TEXTO DE ORIGEM =
■ ■ ■ ■

Os chinelos otavianos do revanchismo.

O editorial de 03/03/2014, da Folha de São Paulo, “Chinelos da impunidade”, tem tudo para parecer um ato de retaliação ao resultado do julgamento do STF que inocentou os réus da AP 470 do crime de formação de quadrilha.

Contendo até insinuações picarescas, tenta envolver em um mesmo balaio a absolvição, os presidentes Lula e Dilma e os denunciados da Operação Porto Seguro que investigou e indiciou os envolvidos em um esquema de compra de pareceres junto a órgãos da administração federal.

Usa para tão ambiciosa missão a notícia da denúncia pelo Ministério Público, e sua aceitação pela justiça, dos envolvidos no caso. Ocorre que para a Folha, aparentemente, só há uma envolvida – Rosemary Noronha.

Transformada de personagem secundário da trama em “uma das mulheres mais influentes da república petista”, “instalada” por Lula no escritório da Presidência da República em São Paulo, “mas não tanto por seus dotes administrativos”. E lá “mantida” por Dilma.

E distorce as informações a ponto de concluir que, embora o caso envolvesse senador, deputado federal, advogados, empresários, milionários e, nada mais, nada menos, que o segundo homem da Advocacia Geral da União, era Rosemary quem estava no comando. Não cita a Teoria do Domínio do Fato, contudo.

Rosemary agiria “como se tivesse recebido um feudo para nele mandar e desmandar, de acordo com a Polícia Federal, comandava de São Paulo um esquema de venda de pareceres que chegou a envolver duas agências reguladoras federais e a Advocacia-Geral da União (AGU)”.

A que absurdos a dor não está levando a Folha? Sim, a dor.

A absolvição dos réus parece ter calado fundo na alma da Folha de São Paulo que agora clama pelos “limites impostos pela Justiça” para que “talvez um dia se recomponha a certeza de que a coisa pública não é um butim devido a quem conquista o poder”.

Como absurdos e demagogia são uma combinação contra a qual devemos criar anticorpos, segue abaixo um compilado do que encontrei sobre o caso pesquisando, entre outras fontes, o O Globo e a própria Folha de São Paulo.

Fala o oposto do que prega o editorial da Folha.

Operação Peixe Grande – entendendo a Porto Seguro

A Operação Porto Seguro da Polícia Federal, ocorrida em 23/11/2012, deveria chamar-se Operação Peixe Grande, dado nível hierárquico e social dos envolvidos.

A operação desbaratou um esquema de fraudes de pareceres técnicos em agências reguladoras e órgãos federais. Mais precisamente, implicava o diretor da ANA – Agência Nacional de Águas, Paulo Rodrigues Vieira, e o diretor de Infraestrutura Aeroportuária da ANAC – Agência Nacional de Aviação Civil, Rubens Carlos Vieira – são irmãos. ANA e ANAC são órgãos do segundo escalão da administração federal, mas o esquema chegava ao primeiro escalão e envolvia a AGU – Advocacia Geral União na figura de ninguém menos do que o número dois da AGU, José Weber Holanda.

■ ■ ■ ■

Entradas de apontamento de objetos nomeados:
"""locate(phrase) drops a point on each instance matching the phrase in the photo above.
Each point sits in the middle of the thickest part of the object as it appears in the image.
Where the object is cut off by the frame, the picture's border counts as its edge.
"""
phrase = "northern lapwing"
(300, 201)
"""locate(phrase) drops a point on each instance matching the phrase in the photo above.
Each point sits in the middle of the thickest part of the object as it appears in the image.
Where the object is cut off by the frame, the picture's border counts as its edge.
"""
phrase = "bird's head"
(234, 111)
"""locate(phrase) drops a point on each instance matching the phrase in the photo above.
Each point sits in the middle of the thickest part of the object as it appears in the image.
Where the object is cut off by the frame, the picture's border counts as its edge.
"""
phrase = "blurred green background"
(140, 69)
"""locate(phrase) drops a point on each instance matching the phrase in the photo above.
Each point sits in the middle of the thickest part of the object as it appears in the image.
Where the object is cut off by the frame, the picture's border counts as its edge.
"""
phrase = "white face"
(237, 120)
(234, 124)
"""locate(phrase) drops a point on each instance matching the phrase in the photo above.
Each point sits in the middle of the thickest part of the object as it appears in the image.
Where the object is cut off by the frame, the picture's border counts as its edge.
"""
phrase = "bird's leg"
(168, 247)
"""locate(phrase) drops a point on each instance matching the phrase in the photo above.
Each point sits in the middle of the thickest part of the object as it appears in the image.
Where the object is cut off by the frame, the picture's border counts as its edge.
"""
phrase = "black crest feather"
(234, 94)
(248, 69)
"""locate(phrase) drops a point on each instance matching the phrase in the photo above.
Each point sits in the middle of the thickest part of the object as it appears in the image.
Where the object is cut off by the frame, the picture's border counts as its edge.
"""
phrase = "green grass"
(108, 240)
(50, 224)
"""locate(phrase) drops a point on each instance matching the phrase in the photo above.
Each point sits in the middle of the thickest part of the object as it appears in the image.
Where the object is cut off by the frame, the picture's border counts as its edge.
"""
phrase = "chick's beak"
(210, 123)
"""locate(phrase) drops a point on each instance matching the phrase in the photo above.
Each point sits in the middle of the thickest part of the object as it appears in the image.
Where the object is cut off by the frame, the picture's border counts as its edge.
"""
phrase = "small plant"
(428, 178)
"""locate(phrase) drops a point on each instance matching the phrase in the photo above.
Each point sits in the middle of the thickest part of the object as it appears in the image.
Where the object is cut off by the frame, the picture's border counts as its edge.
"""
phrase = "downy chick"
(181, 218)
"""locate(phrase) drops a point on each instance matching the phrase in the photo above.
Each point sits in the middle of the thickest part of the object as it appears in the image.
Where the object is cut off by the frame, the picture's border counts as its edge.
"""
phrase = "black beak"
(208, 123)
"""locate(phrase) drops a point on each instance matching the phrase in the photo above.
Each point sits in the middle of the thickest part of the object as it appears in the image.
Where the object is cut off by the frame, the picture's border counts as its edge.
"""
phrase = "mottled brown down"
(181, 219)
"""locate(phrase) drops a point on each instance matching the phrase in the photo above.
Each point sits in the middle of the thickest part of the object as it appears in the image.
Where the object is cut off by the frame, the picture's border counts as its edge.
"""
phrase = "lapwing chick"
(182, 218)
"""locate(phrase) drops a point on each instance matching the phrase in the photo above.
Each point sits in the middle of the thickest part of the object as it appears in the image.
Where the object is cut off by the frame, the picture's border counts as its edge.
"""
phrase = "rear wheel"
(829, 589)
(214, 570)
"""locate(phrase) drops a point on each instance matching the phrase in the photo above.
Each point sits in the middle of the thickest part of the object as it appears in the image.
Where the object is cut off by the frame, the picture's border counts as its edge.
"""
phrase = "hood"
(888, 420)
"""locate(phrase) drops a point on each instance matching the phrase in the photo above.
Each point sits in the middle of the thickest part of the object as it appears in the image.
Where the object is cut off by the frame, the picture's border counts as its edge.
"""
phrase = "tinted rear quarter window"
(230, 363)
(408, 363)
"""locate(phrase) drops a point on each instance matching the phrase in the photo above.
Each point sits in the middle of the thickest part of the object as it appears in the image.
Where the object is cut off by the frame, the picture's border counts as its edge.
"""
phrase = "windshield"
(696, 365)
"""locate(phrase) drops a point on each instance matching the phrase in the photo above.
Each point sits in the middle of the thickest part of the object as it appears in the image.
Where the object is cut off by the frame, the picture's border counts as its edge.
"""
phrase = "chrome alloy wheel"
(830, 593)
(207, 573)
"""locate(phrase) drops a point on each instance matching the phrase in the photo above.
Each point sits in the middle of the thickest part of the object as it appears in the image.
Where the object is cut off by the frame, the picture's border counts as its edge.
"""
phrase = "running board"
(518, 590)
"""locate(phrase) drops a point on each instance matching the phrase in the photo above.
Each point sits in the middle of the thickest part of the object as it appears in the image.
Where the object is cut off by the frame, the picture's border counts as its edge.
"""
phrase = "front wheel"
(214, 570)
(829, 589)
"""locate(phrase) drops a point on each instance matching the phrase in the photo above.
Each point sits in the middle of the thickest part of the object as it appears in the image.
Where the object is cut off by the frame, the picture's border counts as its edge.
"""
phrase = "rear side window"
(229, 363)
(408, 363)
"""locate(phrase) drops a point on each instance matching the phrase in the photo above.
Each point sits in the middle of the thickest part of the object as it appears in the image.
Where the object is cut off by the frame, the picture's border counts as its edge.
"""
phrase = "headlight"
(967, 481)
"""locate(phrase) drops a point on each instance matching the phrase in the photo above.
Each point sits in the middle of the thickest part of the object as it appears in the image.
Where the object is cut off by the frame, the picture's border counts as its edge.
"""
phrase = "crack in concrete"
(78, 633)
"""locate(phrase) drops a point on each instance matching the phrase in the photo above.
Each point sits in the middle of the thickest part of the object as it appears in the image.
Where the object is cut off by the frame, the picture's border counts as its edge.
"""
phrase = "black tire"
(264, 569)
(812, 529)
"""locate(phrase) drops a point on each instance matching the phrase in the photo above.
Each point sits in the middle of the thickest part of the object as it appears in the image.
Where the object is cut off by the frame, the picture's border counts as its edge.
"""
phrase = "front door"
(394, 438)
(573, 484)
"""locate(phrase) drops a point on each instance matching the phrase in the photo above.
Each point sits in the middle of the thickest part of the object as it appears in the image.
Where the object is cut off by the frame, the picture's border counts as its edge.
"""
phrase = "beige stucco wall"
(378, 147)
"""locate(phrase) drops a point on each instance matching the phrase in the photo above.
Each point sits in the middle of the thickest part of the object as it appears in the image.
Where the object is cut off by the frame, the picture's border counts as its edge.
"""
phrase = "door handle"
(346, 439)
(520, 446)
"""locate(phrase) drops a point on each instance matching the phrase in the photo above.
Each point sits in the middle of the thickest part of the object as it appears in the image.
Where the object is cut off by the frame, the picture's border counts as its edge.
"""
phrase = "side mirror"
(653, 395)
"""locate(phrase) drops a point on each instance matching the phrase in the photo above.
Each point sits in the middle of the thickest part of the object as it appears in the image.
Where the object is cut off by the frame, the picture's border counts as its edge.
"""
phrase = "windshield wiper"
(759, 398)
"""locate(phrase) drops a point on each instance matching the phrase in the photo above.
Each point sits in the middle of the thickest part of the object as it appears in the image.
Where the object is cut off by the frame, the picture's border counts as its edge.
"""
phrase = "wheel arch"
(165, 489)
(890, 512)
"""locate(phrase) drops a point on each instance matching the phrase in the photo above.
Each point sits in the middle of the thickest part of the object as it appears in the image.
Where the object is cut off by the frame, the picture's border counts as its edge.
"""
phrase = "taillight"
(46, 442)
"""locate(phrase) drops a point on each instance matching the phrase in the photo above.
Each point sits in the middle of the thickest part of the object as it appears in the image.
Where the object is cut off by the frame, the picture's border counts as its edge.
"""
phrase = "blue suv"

■ ■ ■ ■

EXERCÍCIOS PROPOSTOS =
A - Segundo o texto de origem, em que data ocorreu a Operação Porto Seguro da Polícia Federal?
B - Reescreva, por favor, o trecho do texto de origem que começa em "Transformada de personagem" e termina em "Sim, a dor.", trocando "Rosemary" por "Rosemary Noronha".

LISTA DE RESPOSTAS =
A - Em 23/11/2012.

B -
Transformada de personagem secundário da trama em “uma das mulheres mais influentes da república petista”, “instalada” por Lula no escritório da Presidência da República em São Paulo, “mas não tanto por seus dotes administrativos”. E lá “mantida” por Dilma.

E distorce as informações a ponto de concluir que, embora o caso envolvesse senador, deputado federal, advogados, empresários, milionários e, nada mais, nada menos, que o segundo homem da Advocacia Geral da União, era Rosemary Noronha quem estava no comando. Não cita a Teoria do Domínio do Fato, contudo.

Rosemary Noronha agiria “como se tivesse recebido um feudo para nele mandar e desmandar, de acordo com a Polícia Federal, comandava de São Paulo um esquema de venda de pareceres que chegou a envolver duas agências reguladoras federais e a Advocacia-Geral da União (AGU)”.

A que absurdos a dor não está levando a Folha? Sim, a dor.